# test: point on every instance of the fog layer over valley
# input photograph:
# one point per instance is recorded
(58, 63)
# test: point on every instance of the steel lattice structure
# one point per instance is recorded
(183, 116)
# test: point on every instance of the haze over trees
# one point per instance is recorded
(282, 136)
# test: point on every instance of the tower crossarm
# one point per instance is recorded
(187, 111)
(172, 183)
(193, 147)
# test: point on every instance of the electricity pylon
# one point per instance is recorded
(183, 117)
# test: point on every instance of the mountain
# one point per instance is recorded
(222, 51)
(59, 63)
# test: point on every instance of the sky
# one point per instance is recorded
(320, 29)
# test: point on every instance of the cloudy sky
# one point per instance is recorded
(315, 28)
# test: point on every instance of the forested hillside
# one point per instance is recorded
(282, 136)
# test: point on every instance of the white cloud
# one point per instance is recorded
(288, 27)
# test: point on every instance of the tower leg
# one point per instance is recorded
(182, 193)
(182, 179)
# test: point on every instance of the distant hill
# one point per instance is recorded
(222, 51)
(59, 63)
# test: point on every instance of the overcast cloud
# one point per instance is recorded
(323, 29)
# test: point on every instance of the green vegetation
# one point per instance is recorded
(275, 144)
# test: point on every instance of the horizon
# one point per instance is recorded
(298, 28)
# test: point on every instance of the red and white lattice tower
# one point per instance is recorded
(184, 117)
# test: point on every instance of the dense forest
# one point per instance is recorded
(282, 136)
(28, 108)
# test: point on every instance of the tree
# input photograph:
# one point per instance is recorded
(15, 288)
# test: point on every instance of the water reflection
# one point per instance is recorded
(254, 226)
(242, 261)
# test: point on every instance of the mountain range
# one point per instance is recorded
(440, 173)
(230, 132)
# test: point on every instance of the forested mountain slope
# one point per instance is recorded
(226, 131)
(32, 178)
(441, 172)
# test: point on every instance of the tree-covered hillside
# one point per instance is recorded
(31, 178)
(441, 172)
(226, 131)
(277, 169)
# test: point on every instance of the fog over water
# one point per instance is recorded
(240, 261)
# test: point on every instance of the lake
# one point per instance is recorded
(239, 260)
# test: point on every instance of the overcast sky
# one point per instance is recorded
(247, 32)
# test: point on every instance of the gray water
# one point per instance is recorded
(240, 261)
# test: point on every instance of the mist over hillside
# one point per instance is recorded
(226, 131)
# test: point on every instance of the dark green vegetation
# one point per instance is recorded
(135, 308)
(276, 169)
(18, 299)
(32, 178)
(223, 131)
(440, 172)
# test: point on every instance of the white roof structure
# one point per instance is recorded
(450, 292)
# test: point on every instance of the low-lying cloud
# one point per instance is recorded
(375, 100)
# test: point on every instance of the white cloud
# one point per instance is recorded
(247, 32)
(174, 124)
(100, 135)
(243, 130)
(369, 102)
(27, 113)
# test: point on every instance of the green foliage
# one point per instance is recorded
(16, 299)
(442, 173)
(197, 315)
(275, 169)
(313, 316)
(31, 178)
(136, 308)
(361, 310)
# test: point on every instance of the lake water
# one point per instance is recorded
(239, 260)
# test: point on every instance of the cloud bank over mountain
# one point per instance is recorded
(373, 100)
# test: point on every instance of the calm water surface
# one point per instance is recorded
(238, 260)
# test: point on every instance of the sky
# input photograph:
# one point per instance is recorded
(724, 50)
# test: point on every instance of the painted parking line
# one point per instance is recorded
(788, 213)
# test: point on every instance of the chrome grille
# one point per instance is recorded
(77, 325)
----------
What to do
Could you write out all the records exactly, please?

Task output
# test: point on every instance of the fog layer over valley
# input photograph:
# one point per instance is recorded
(58, 63)
# test: point on every instance of the steel lattice structure
# one point per instance is recorded
(183, 116)
# test: point on every instance of the haze over trees
# one point per instance is recorded
(282, 136)
# test: point on every instance of the tower crossarm
# one point per instance is recorded
(187, 111)
(172, 183)
(193, 147)
# test: point on every instance of the electricity pylon
# one point per instance is recorded
(183, 117)
# test: point on every instance of the mountain
# one point per instance is recorded
(222, 51)
(59, 63)
# test: point on every instance of the sky
# one point per instance is recorded
(320, 29)
# test: point on every instance of the cloudy sky
# one point per instance is recorded
(315, 28)
# test: point on every instance of the forested hillside
# one point per instance is recorded
(282, 136)
# test: point on every instance of the white cloud
# one point per instance is recorded
(288, 27)
# test: point on every instance of the tower leg
# one point per instance is recorded
(182, 193)
(182, 179)
# test: point on every instance of the distant hill
# one point per instance is recorded
(222, 51)
(59, 63)
# test: point on every instance of the overcast cloud
# one point per instance is recorded
(323, 29)
# test: point on every instance of the green vegetation
# one point per instance is recorded
(275, 144)
# test: point on every instance of the horizon
# one point per instance is recorded
(298, 28)
# test: point on every instance of the red and white lattice tower
# one point per instance is recorded
(184, 117)
# test: point on every instance of the dense forest
# one point per instance is recorded
(282, 136)
(28, 108)
# test: point on every instance of the tree
# input photograph:
# one point per instance is recorded
(15, 288)
# test: point on every instance of the water reflection
# one point per instance is recorded
(254, 226)
(242, 261)
# test: point on every instance of the mountain range
# one point per instance is recorded
(440, 173)
(230, 132)
# test: point on every instance of the forested mountain slope
# one point per instance is recorded
(226, 131)
(32, 178)
(441, 172)
# test: point on every instance of the tree-covered hillside
# one point per instance is recorded
(31, 178)
(441, 172)
(226, 131)
(277, 169)
# test: point on every instance of the fog over water
# one point per instance is recorded
(240, 261)
# test: point on every instance of the lake
# one point per instance is recorded
(239, 260)
# test: point on every instance of the overcast sky
# one point per instance is recorded
(247, 32)
# test: point on every instance of the gray water
# one point per instance is recorded
(240, 261)
# test: point on every instance of the mist over hillside
# one point per instance is recorded
(226, 131)
# test: point on every instance of the dark green vegetation
# one point per instance is recorded
(135, 308)
(276, 169)
(18, 299)
(32, 178)
(223, 131)
(440, 172)
# test: point on every instance of the white roof structure
# one point per instance is recorded
(450, 292)
# test: point on every instance of the low-lying cloud
# one point per instance is recorded
(375, 100)
# test: point on every instance of the white cloud
# one point per instance is recorded
(247, 32)
(174, 124)
(100, 135)
(243, 130)
(369, 102)
(27, 113)
# test: point on every instance of the green foliage
# one point per instance is recorded
(16, 299)
(442, 173)
(197, 315)
(275, 169)
(313, 316)
(31, 178)
(136, 308)
(361, 310)
# test: point on every instance of the lake water
# one point per instance is recorded
(239, 260)
# test: point on every instance of the cloud bank over mountain
# one point per instance is recorded
(373, 100)
# test: point on every instance of the calm water surface
# one point per instance is recorded
(238, 260)
# test: point on every instance of the sky
# input photograph:
# one point per instance is recorded
(724, 50)
# test: point on every instance of the painted parking line
# one point per instance is recorded
(788, 213)
# test: point on every instance of the chrome grille
# one point per instance is recorded
(77, 325)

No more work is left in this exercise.